▶ [Source passage]:
|---|
World Jewish Congress applauds Facebook policy removing content perpetuating “harmful stereotypes”
NEW YORK – Facebook announced today it is augmenting its policy prohibiting Facebook and Instagram users from posting hate speech by also identifying and removing content perpetuating harmful stereotypes. Initially, the company will focus on removing content including memes, images and generalizations that communicate antisemitic stereotypes as well as “Blackface.” Going forward, Facebook plans to establish a clearly defined list of additional harmful stereotypes it will monitor for and remove.
In 2019, the World Jewish Congress flagged to Facebook that such harmful stereotypes were not effectively captured under the company’s community standards addressing hate speech and advocated for the recognition that this antisemitic content should be removed. The WJC partnered with Facebook to help identify the specific ways in which such stereotypes are manifested against Jews today, such as messages conveying that “Jews run the world” or “Jews control the media,” and advised Facebook as it developed its new policy on harmful stereotypes. The WJC recognizes the effort Facebook has undertaken in creating guidelines on this issue and identifying and removing harmful material shared via its platforms.
|---|
▶ [Supplied records]:
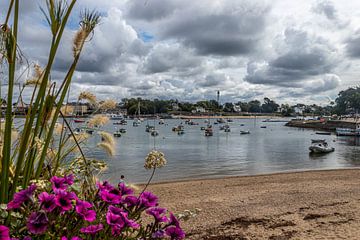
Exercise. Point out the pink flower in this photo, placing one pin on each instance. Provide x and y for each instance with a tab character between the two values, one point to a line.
59	183
64	199
37	222
148	199
130	201
82	209
175	233
113	196
73	238
4	233
125	190
173	220
47	201
158	214
21	197
92	229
|---|
▶ [Required actions]:
A: In the article on Facebook's stereotype policy, does each statement agree with the text? Answer yes or no for each and quote the deciding words. (i) Facebook's first focus is content with antisemitic stereotypes and "Blackface." (ii) The World Jewish Congress raised the issue with Facebook in 2020. (iii) The policy covers users of both Facebook and Instagram.
B: Which forms of content does the article on Facebook's stereotype policy say the company will initially remove? List them all.
C: Write a continuation of the article on Facebook's stereotype policy, starting after its final sentence.

▶ [Answers provided]:
A:
(i) Yes: "Initially, the company will focus on removing content including memes, images and generalizations that communicate antisemitic stereotypes as well as “Blackface.”"
(ii) No: "In 2019, the World Jewish Congress flagged to Facebook that such harmful stereotypes were not effectively captured under the company’s community standards addressing hate speech"
(iii) Yes: "prohibiting Facebook and Instagram users from posting hate speech"

B: memes, images, generalizations

C:
World Jewish Congress President Ronald S. Lauder shared, “The World Jewish Congress has worked closely with Facebook to encourage the platform to remove harmful content including stereotypes as a form of hate speech. We applaud Facebook for its leadership and hope this move will be a guiding light for other social media companies to follow.
“The propagation of antisemitic myths can lead to scapegoating and extreme violence against Jews. Unfortunately, we are seeing a disturbing resurgence of such speech today, and we appreciate Facebook for taking this important step toward eliminating antisemitism as well as other forms of harmful stereotypes from its platforms.
“The WJC looks forward to continuing to work with Facebook and other media and social media companies toward identifying hate speech and antisemitism with the mutual goal of ensuring that such material targeting Jews and others is eliminated.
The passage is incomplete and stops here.